• **Work to be completed**
Copy the material below word for word, from the line with "indicate the weeds with a point" through the final line of the material, both ends included.

• **The data**
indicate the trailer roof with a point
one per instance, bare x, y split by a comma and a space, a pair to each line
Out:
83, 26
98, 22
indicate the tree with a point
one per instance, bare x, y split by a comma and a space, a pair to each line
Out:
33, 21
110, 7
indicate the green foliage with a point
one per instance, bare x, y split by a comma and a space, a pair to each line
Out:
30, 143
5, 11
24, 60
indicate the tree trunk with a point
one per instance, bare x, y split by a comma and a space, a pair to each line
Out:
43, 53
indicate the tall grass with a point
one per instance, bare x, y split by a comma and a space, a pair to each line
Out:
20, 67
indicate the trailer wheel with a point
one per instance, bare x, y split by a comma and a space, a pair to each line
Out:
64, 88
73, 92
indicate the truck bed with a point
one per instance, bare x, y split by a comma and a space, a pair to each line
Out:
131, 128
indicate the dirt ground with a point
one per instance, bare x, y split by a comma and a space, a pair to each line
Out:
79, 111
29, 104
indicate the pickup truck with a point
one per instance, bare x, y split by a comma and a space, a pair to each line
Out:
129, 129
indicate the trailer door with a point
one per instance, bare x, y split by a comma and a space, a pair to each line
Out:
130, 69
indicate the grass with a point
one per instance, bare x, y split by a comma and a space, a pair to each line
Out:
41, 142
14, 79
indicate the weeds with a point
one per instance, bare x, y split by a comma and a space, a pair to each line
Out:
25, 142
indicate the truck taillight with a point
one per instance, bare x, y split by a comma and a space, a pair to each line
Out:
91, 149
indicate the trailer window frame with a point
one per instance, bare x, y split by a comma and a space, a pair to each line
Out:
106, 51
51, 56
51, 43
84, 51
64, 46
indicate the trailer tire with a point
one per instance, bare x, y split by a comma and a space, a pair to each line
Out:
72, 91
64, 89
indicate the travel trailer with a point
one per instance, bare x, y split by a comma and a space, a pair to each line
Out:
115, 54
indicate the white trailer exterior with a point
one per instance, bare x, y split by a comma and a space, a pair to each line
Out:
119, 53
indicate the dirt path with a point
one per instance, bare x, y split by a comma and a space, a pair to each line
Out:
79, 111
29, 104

• **Correct response**
indicate the weeds with a point
one per instance, bare x, y split by a comma and a space, a pair to each line
Out:
25, 142
indicate the truck taillight with a point
one per instance, bare x, y split by a comma and a space, a pair to each line
Out:
91, 149
indicate the trailer window frame with a point
one per instance, bare x, y split by a comma and a space, a pair to each line
Out:
106, 51
51, 56
51, 43
84, 51
64, 46
indicate the trailer tire with a point
one per instance, bare x, y split by a comma and a space, a pair to each line
Out:
72, 91
64, 89
indicate the travel trailer with a point
one per instance, bare x, y split by a comma and a space, a pair to each line
Out:
115, 54
indicate the white trailer exterior with a point
one per instance, bare x, y split by a comma and a space, a pair to each line
Out:
119, 53
indicate the dirt path with a point
one per instance, bare x, y split by a comma and a space, a pair to each line
Out:
79, 111
29, 104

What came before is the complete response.